## begin Information provided

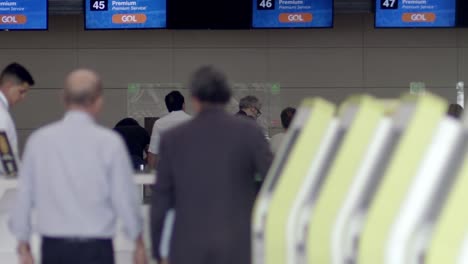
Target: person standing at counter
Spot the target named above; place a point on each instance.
(287, 116)
(77, 177)
(249, 107)
(205, 173)
(175, 103)
(15, 82)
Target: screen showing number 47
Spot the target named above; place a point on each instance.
(388, 4)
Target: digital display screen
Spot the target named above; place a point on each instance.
(292, 13)
(23, 15)
(125, 14)
(415, 13)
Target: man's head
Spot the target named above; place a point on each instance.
(287, 116)
(15, 82)
(209, 86)
(175, 101)
(251, 106)
(455, 110)
(83, 91)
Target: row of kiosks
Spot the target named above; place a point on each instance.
(366, 184)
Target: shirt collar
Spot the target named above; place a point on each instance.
(78, 115)
(4, 101)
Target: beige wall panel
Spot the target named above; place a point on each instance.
(463, 65)
(47, 66)
(316, 68)
(119, 67)
(220, 38)
(130, 39)
(61, 35)
(293, 97)
(397, 67)
(346, 33)
(462, 37)
(115, 107)
(40, 107)
(241, 65)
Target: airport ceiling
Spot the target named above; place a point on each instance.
(67, 7)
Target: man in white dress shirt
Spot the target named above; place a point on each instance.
(76, 176)
(15, 82)
(175, 104)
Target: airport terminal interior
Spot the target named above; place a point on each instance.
(371, 166)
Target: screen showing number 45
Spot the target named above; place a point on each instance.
(98, 5)
(388, 4)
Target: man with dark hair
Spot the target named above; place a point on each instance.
(136, 138)
(287, 116)
(76, 176)
(250, 107)
(175, 104)
(455, 111)
(206, 173)
(15, 82)
(174, 101)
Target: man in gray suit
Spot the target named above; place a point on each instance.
(206, 172)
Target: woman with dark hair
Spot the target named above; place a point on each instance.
(136, 138)
(287, 116)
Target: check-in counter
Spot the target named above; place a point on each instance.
(123, 248)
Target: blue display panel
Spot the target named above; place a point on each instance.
(415, 13)
(23, 15)
(292, 13)
(122, 14)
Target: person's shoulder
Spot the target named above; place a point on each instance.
(278, 136)
(106, 133)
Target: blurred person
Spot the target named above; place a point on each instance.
(77, 178)
(455, 110)
(206, 173)
(175, 103)
(136, 138)
(287, 116)
(15, 82)
(250, 107)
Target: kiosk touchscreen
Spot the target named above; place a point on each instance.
(363, 118)
(422, 116)
(285, 178)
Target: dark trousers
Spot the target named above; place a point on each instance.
(77, 251)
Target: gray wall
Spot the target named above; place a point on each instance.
(333, 63)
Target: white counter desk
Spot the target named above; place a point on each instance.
(123, 248)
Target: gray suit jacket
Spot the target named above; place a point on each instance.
(206, 172)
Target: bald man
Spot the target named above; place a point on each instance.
(77, 177)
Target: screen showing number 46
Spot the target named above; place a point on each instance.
(265, 4)
(388, 4)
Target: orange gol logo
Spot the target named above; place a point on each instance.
(129, 19)
(13, 19)
(295, 17)
(418, 17)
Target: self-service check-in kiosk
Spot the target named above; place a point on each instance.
(366, 134)
(419, 120)
(301, 147)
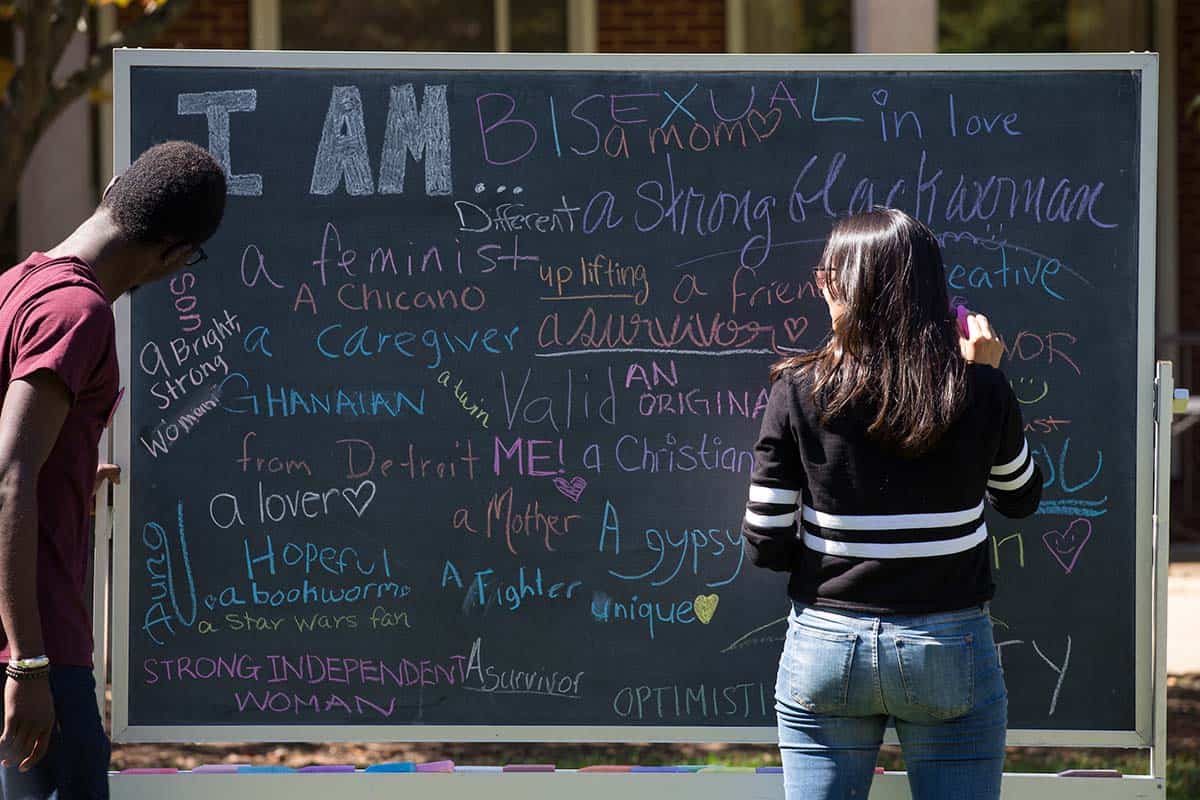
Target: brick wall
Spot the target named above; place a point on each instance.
(660, 25)
(211, 24)
(1187, 31)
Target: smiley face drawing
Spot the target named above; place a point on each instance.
(1027, 388)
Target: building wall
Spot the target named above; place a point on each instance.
(211, 24)
(660, 25)
(58, 188)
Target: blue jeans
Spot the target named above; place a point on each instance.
(76, 768)
(843, 675)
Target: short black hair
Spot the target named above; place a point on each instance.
(174, 192)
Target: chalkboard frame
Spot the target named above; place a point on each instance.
(1147, 686)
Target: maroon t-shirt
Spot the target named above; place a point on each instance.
(54, 316)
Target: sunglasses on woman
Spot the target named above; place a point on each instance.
(821, 277)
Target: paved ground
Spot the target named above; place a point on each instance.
(1183, 613)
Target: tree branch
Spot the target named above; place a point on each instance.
(64, 24)
(31, 78)
(142, 31)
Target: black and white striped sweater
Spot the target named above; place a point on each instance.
(880, 533)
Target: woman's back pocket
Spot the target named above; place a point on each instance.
(937, 673)
(819, 665)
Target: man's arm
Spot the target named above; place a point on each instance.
(34, 410)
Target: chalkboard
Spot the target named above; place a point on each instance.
(450, 437)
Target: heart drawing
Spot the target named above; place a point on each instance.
(767, 122)
(571, 488)
(1067, 546)
(795, 328)
(706, 606)
(355, 499)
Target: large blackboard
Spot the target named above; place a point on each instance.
(455, 425)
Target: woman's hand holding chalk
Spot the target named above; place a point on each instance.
(977, 341)
(961, 313)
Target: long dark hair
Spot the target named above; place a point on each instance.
(895, 347)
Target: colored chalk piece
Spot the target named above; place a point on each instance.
(393, 767)
(1090, 774)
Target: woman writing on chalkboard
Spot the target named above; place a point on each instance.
(876, 456)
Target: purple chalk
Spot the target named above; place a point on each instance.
(393, 767)
(150, 770)
(1090, 774)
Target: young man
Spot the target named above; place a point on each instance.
(59, 383)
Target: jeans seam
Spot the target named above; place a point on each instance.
(875, 665)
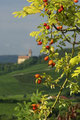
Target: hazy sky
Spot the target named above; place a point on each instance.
(14, 32)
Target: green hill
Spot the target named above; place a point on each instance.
(18, 85)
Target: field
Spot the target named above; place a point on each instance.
(19, 85)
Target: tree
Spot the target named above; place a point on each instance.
(62, 27)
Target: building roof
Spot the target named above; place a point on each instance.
(23, 57)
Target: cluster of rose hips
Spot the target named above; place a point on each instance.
(46, 26)
(38, 76)
(59, 27)
(75, 1)
(71, 114)
(61, 9)
(35, 106)
(45, 3)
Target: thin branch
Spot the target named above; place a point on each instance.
(67, 38)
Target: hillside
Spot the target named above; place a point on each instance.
(8, 58)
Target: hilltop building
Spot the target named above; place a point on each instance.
(21, 59)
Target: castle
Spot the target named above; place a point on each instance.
(21, 59)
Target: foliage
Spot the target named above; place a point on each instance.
(61, 27)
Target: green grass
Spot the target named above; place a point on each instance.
(16, 85)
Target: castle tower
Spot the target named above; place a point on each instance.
(30, 53)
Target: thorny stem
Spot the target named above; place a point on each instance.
(67, 75)
(62, 87)
(73, 48)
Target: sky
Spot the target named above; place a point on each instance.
(14, 32)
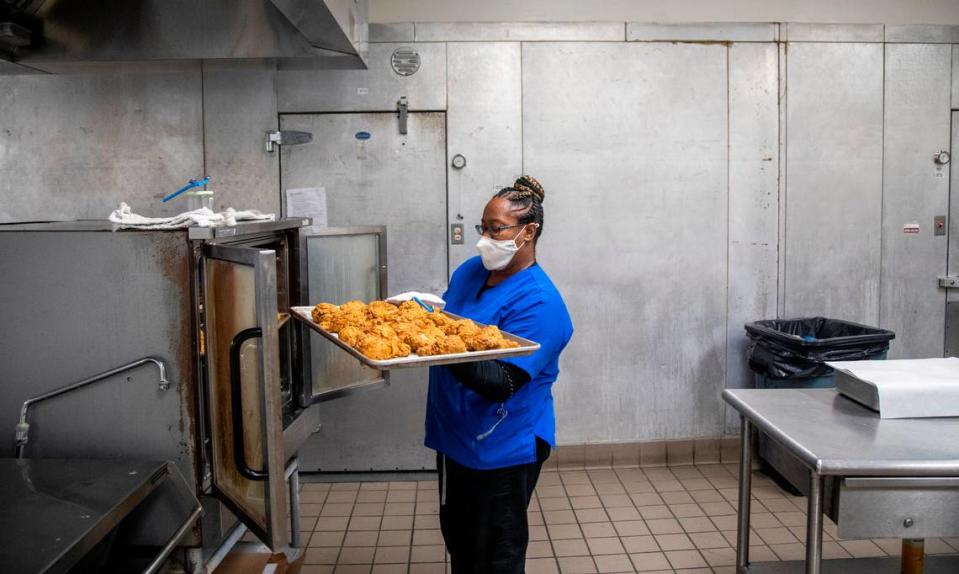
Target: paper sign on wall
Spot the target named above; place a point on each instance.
(307, 202)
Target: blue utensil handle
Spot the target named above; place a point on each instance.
(192, 183)
(423, 305)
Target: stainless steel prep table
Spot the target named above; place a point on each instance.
(53, 512)
(838, 439)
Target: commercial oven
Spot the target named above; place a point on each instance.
(212, 304)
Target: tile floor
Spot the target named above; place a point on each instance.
(665, 520)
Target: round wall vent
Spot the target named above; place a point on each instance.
(405, 61)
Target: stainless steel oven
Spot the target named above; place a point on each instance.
(213, 304)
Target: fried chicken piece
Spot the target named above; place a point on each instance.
(442, 345)
(383, 331)
(451, 344)
(486, 339)
(400, 349)
(354, 306)
(466, 328)
(351, 335)
(410, 311)
(359, 319)
(424, 344)
(406, 332)
(376, 348)
(383, 311)
(323, 311)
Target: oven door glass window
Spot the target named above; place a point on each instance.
(243, 387)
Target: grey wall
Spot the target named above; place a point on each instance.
(889, 11)
(691, 187)
(75, 146)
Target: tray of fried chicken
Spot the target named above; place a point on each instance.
(387, 336)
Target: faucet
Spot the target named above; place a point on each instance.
(23, 427)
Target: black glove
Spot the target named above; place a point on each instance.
(495, 381)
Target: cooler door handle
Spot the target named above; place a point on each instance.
(236, 400)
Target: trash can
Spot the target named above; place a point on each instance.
(791, 354)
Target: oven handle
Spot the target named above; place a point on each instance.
(236, 398)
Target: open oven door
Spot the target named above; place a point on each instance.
(244, 388)
(339, 265)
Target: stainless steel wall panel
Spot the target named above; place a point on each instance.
(68, 329)
(239, 107)
(394, 32)
(955, 79)
(753, 202)
(803, 32)
(915, 190)
(629, 140)
(834, 186)
(952, 295)
(374, 90)
(703, 32)
(74, 147)
(520, 31)
(484, 124)
(922, 34)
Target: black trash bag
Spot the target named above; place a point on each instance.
(798, 348)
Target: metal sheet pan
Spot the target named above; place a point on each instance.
(526, 347)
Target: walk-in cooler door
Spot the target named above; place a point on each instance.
(342, 264)
(243, 387)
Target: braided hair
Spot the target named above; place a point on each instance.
(526, 196)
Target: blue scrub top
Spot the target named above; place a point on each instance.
(459, 422)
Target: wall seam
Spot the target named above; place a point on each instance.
(725, 413)
(882, 192)
(782, 87)
(522, 111)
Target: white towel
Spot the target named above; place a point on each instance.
(124, 218)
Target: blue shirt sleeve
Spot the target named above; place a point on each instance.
(537, 321)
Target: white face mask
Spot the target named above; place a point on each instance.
(497, 253)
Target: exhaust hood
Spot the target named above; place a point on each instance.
(51, 35)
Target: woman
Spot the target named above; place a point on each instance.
(492, 422)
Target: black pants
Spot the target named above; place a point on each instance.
(483, 514)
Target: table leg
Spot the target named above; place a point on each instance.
(293, 479)
(745, 492)
(913, 556)
(814, 524)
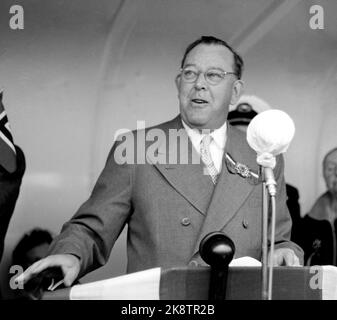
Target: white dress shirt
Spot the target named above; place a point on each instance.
(217, 145)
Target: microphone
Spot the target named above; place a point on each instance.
(269, 134)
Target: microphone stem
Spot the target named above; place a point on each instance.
(271, 252)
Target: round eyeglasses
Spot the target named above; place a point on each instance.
(212, 76)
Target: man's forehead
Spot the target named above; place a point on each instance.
(332, 157)
(212, 55)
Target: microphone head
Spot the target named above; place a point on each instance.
(216, 249)
(271, 132)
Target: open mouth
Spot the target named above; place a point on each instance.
(199, 101)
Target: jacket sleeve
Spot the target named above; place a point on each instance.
(9, 191)
(93, 230)
(283, 221)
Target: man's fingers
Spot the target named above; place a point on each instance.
(70, 276)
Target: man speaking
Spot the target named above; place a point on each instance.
(171, 205)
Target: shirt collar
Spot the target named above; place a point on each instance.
(219, 135)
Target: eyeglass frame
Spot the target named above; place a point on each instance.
(223, 74)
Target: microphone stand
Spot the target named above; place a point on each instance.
(267, 279)
(264, 242)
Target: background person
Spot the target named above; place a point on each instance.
(240, 116)
(319, 225)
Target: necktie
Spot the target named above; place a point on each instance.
(207, 158)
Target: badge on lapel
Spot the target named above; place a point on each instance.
(242, 170)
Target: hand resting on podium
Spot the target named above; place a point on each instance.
(69, 264)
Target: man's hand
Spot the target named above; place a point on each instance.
(69, 264)
(285, 257)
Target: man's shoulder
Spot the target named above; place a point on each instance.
(164, 127)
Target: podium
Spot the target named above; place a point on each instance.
(184, 283)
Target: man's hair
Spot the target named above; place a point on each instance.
(29, 241)
(328, 154)
(209, 40)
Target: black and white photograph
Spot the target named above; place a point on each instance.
(168, 150)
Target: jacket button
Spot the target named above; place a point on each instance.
(185, 222)
(193, 263)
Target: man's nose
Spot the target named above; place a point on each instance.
(200, 82)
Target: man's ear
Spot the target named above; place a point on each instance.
(237, 91)
(177, 80)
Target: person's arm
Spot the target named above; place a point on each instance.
(286, 251)
(9, 191)
(93, 230)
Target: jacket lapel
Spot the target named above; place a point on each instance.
(187, 179)
(232, 190)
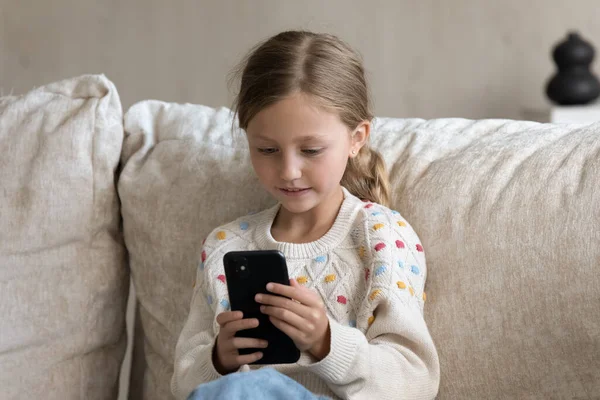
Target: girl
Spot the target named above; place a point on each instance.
(358, 268)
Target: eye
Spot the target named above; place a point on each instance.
(312, 152)
(267, 150)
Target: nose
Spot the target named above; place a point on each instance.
(290, 168)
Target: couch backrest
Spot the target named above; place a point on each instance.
(507, 211)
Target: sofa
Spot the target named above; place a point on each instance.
(92, 197)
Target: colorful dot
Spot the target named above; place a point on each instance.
(380, 270)
(362, 251)
(374, 294)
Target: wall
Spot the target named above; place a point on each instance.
(429, 58)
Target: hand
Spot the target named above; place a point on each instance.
(226, 357)
(303, 319)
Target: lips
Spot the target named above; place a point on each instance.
(294, 191)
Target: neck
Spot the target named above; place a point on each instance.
(310, 225)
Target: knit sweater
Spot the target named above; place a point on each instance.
(369, 269)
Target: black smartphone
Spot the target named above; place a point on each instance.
(248, 273)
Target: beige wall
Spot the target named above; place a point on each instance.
(427, 58)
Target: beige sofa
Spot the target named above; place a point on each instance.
(508, 212)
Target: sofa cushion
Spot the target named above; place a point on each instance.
(506, 210)
(63, 275)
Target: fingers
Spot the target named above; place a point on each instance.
(295, 334)
(283, 302)
(249, 343)
(239, 325)
(296, 292)
(288, 316)
(249, 358)
(228, 316)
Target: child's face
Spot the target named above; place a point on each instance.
(299, 151)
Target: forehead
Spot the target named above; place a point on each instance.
(296, 118)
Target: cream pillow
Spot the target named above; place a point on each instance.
(507, 212)
(63, 276)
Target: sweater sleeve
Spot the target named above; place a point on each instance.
(395, 357)
(193, 353)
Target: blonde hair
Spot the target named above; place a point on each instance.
(327, 69)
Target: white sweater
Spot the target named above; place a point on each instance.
(369, 269)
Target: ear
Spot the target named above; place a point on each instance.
(360, 137)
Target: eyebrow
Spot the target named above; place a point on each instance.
(306, 138)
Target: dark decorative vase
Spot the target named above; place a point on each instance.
(574, 83)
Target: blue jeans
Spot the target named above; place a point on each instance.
(263, 384)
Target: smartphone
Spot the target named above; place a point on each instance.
(248, 273)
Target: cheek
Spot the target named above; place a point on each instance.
(261, 166)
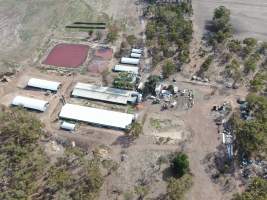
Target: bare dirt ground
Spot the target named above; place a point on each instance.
(28, 30)
(248, 17)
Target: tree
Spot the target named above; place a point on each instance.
(257, 189)
(250, 64)
(135, 131)
(177, 188)
(259, 82)
(150, 85)
(233, 68)
(168, 68)
(112, 34)
(131, 39)
(180, 164)
(205, 65)
(221, 26)
(141, 191)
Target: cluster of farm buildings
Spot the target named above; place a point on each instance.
(62, 56)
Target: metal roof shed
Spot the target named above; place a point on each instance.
(30, 103)
(126, 68)
(136, 55)
(43, 84)
(100, 93)
(137, 51)
(96, 116)
(67, 126)
(131, 61)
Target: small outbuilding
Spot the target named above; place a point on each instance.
(130, 61)
(136, 55)
(30, 103)
(43, 84)
(67, 126)
(139, 51)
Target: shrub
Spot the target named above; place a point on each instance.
(168, 69)
(177, 188)
(180, 164)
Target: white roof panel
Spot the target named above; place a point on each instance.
(131, 61)
(107, 94)
(137, 51)
(43, 84)
(96, 116)
(126, 68)
(68, 126)
(135, 55)
(31, 103)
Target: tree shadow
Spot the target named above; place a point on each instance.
(167, 174)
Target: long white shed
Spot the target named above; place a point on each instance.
(126, 68)
(43, 84)
(137, 51)
(131, 61)
(30, 103)
(136, 55)
(106, 94)
(96, 116)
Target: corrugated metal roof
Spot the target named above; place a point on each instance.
(131, 61)
(31, 103)
(96, 116)
(68, 126)
(126, 68)
(43, 84)
(107, 94)
(135, 55)
(137, 51)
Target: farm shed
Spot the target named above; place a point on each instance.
(136, 55)
(106, 94)
(67, 126)
(43, 84)
(125, 68)
(137, 51)
(30, 103)
(96, 116)
(131, 61)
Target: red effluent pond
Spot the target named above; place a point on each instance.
(67, 55)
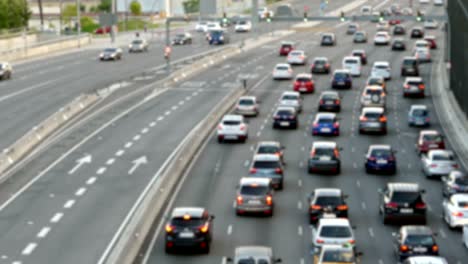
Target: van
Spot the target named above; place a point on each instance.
(353, 64)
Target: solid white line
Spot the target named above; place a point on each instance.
(29, 249)
(80, 191)
(43, 233)
(69, 204)
(56, 218)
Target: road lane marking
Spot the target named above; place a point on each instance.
(69, 204)
(29, 249)
(56, 218)
(43, 233)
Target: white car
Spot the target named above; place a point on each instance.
(455, 210)
(382, 38)
(232, 127)
(438, 162)
(353, 64)
(332, 231)
(282, 71)
(247, 106)
(243, 26)
(297, 57)
(381, 69)
(291, 99)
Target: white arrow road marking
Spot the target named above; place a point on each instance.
(136, 163)
(79, 162)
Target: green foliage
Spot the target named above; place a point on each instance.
(135, 8)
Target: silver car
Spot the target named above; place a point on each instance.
(438, 162)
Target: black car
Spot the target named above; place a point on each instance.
(398, 44)
(417, 32)
(415, 241)
(189, 228)
(455, 182)
(285, 117)
(402, 201)
(329, 101)
(327, 201)
(410, 66)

## end Information provided

◆ **What is expected**:
Rewrite the part of the lines that opens with the line containing "Target: farm shed" and closes with the last line, keeping every request, and scale each point coordinate in the answers by 0.3, rounding to whole numbers with halves going up. Leave the pictures out.

◆ **Full answer**:
Target: farm shed
Spot the target named above; place a point on each instance.
(41, 17)
(32, 28)
(20, 38)
(13, 25)
(38, 20)
(41, 15)
(9, 31)
(29, 35)
(39, 18)
Target: red effluent pond
Spot the target named above; place a point on each instance.
(20, 17)
Target: van
Spot the target named above; place a point on each instance.
(106, 19)
Target: solid white line
Spot the target named above; place a point on each instance.
(9, 75)
(24, 57)
(13, 70)
(21, 61)
(17, 65)
Target: road lane marking
Spot the target named above; place a point on each instance.
(21, 61)
(9, 75)
(17, 65)
(13, 70)
Target: white car
Spot the target named above; place a point on each instance.
(137, 63)
(115, 11)
(70, 38)
(131, 49)
(106, 19)
(100, 69)
(85, 21)
(74, 32)
(73, 8)
(89, 17)
(114, 21)
(87, 30)
Target: white arrow road marking
Spot the target named above; place a point on each instance.
(41, 49)
(24, 49)
Target: green foliage
Spot the target named above; place a point on each instance.
(41, 2)
Target: silver car
Spot the target named above; place a point on each instance.
(131, 49)
Target: black car
Spot the target named above; place a point on each instance.
(119, 13)
(125, 10)
(125, 72)
(57, 68)
(137, 55)
(86, 35)
(121, 60)
(99, 30)
(98, 60)
(123, 20)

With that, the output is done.